* [ENTRIES PROVIDED]
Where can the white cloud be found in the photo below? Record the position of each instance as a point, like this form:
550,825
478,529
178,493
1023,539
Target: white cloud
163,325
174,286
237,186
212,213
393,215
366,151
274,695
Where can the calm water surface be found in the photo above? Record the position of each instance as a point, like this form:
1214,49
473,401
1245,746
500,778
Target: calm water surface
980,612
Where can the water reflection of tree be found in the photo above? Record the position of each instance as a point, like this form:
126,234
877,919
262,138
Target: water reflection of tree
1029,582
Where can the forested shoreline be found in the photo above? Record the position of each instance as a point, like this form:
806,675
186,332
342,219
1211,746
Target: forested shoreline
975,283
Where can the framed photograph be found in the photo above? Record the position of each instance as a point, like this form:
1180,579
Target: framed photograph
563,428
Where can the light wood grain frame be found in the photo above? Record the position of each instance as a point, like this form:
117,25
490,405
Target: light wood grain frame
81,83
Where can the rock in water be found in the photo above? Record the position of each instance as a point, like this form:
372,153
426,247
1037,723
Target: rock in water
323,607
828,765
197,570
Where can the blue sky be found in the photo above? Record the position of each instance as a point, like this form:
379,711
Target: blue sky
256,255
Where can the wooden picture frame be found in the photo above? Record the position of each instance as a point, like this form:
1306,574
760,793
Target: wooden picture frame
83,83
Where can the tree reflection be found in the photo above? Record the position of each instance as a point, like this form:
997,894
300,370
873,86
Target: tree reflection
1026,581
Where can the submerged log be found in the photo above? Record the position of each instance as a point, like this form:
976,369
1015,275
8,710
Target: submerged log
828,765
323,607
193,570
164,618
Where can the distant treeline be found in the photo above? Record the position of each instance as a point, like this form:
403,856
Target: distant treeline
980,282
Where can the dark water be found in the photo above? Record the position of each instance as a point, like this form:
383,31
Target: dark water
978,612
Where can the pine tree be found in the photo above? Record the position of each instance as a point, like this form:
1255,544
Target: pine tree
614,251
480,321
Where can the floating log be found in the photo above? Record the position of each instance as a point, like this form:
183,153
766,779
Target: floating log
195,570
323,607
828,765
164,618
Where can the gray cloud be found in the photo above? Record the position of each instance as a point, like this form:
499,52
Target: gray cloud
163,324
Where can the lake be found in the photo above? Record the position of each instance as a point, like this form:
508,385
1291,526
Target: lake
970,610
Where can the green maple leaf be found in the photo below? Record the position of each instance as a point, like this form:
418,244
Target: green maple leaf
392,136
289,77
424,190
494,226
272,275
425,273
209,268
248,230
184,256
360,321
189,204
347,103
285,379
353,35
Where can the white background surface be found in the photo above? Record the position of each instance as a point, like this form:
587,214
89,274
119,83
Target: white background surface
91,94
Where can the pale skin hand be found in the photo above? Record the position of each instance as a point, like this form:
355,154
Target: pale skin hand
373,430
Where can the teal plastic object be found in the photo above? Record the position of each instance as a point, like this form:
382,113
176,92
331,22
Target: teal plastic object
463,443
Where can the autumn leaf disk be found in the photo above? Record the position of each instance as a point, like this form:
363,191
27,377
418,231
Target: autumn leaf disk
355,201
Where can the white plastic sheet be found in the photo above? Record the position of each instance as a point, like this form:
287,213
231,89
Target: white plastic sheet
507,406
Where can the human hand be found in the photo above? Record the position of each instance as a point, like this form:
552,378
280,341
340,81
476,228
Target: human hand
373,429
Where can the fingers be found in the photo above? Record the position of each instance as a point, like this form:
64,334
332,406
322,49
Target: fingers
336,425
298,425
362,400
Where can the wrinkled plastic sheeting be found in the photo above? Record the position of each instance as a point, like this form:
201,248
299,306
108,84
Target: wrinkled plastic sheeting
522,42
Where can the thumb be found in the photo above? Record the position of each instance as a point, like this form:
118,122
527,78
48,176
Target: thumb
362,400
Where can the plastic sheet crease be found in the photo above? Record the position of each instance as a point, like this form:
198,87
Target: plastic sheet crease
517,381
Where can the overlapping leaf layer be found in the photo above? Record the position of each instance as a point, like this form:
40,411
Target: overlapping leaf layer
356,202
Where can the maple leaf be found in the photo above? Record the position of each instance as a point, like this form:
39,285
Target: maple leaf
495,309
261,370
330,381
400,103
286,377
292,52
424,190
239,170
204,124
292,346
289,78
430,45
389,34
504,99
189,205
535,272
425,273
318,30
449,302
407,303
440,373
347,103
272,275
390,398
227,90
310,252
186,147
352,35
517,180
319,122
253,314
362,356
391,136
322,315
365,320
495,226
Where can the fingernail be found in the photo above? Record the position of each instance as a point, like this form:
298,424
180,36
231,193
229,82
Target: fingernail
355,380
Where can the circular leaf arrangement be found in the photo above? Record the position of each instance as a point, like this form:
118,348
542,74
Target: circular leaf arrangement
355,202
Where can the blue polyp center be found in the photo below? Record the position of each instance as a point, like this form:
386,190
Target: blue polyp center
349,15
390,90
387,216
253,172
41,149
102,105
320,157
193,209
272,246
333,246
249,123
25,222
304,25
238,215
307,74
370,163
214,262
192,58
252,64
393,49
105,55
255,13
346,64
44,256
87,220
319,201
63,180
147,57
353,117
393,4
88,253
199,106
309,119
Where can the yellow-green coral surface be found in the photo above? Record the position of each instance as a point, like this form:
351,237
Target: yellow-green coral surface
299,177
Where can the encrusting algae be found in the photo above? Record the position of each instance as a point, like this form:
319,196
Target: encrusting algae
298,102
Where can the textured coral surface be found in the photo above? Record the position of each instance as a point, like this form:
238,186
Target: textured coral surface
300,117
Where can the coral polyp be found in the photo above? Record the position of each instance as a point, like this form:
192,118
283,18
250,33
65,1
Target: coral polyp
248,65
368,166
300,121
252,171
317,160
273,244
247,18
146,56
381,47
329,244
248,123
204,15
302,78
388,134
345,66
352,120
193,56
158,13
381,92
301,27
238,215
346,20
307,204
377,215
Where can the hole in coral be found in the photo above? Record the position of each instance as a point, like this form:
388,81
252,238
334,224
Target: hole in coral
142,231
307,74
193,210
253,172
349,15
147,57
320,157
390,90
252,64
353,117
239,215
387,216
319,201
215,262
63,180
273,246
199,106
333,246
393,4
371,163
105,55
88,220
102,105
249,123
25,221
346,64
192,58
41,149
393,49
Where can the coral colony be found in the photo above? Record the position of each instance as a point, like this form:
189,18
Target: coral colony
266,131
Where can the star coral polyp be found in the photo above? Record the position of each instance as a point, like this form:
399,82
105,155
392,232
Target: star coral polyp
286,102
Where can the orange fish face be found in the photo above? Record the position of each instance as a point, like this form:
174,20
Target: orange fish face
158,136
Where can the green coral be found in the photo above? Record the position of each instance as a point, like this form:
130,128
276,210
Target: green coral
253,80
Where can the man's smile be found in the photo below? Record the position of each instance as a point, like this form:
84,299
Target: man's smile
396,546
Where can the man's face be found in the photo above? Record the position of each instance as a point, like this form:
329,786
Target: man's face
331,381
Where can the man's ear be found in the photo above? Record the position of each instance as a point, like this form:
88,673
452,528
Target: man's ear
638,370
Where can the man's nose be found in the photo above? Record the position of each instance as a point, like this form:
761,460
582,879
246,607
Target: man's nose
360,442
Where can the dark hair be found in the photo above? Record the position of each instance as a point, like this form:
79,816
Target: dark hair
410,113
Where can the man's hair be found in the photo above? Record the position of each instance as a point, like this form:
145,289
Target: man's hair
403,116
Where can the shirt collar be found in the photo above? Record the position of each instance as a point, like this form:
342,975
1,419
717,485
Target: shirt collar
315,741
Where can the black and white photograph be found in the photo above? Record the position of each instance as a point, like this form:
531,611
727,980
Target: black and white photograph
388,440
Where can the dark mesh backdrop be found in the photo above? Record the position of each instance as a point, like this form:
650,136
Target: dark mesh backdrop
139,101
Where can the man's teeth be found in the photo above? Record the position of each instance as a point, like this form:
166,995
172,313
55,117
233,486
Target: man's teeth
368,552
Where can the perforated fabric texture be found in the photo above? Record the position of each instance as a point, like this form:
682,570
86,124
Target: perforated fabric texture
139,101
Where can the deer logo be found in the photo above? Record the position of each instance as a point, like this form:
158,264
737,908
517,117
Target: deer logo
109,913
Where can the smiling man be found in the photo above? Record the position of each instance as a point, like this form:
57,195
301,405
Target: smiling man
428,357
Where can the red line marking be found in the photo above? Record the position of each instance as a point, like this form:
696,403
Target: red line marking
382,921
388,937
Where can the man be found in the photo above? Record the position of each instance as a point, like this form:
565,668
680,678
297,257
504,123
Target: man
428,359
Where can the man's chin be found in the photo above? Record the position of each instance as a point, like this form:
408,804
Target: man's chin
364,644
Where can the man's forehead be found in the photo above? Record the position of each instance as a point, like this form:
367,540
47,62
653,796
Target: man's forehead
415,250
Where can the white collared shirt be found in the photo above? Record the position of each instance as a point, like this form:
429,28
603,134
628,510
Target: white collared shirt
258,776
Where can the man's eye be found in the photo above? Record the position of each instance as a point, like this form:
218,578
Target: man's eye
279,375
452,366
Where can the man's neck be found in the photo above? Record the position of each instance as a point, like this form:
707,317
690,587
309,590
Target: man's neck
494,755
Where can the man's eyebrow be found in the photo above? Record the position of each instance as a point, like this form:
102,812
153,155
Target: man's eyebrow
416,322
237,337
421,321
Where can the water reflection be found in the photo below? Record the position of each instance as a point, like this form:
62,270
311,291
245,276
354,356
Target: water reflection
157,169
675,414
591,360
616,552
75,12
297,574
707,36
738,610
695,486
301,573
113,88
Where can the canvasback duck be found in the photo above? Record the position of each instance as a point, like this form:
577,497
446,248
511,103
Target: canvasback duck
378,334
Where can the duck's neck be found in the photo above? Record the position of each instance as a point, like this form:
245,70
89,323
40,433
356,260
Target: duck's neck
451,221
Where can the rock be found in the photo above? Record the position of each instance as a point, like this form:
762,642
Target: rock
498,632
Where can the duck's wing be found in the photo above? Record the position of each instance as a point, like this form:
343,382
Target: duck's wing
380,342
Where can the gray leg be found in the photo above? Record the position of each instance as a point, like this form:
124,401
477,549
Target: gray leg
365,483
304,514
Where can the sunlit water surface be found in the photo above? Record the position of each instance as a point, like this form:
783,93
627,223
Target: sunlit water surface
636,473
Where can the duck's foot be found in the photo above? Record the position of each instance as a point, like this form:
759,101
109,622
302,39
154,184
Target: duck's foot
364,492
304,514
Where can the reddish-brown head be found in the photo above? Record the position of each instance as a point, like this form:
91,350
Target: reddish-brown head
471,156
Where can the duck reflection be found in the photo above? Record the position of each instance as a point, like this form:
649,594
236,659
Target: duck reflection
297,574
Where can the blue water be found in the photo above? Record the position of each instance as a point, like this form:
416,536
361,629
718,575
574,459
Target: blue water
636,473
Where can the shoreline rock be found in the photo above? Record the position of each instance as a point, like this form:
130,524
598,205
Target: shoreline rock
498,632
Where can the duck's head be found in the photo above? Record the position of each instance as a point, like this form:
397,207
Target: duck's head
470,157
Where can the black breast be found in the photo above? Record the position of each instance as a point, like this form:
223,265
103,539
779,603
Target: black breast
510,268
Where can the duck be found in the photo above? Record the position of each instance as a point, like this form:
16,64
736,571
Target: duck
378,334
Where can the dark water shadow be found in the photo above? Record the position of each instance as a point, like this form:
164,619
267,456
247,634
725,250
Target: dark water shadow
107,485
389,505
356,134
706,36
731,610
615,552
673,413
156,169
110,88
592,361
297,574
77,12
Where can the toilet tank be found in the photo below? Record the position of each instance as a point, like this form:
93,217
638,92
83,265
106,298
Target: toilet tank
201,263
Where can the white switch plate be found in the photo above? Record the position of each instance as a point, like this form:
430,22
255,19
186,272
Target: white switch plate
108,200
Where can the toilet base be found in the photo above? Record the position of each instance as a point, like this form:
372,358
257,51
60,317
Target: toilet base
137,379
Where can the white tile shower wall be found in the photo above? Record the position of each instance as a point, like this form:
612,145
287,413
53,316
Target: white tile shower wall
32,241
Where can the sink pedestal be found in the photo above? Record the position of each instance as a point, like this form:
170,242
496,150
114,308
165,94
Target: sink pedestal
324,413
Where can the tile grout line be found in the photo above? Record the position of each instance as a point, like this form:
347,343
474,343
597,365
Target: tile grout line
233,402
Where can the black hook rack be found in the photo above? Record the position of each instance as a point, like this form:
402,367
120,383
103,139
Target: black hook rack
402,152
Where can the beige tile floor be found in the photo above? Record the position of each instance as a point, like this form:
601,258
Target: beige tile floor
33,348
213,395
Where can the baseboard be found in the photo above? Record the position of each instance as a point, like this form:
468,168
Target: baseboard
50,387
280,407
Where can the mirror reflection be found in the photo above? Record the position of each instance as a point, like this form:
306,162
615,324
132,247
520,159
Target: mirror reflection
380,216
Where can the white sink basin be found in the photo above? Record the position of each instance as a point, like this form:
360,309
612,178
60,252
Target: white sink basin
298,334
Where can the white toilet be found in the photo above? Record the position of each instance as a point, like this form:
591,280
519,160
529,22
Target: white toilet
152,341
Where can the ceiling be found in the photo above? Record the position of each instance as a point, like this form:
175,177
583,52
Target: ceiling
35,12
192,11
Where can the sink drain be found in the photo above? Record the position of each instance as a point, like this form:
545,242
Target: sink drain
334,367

* [TASK DETAILS] Exactly as written, give the line containing "Where can the mirror" and all remaining lines of the records.

* [RESULT FOR THIS EXERCISE]
Where can the mirror reflection be found in the photo above? Record the position of each instance as a point, like this form:
306,162
615,324
132,247
520,159
Target: mirror reflection
380,216
Where can the white sink basin be found in the photo above? Record the position of each instance as a point, like this form:
360,309
612,178
60,252
Target: white sink basin
298,334
Where can the white toilet be found in the photo above? Record the position of each instance as a point, like this form:
591,280
519,160
529,22
Target: white toilet
152,341
Where can the ceiling be found in the photo above? Record the position of each instance as a point, like this form:
175,177
583,52
Target: ceiling
35,12
192,11
Where can the sink drain be found in the photo above? Record the position of each instance as a point, like this form:
545,242
Target: sink drain
334,367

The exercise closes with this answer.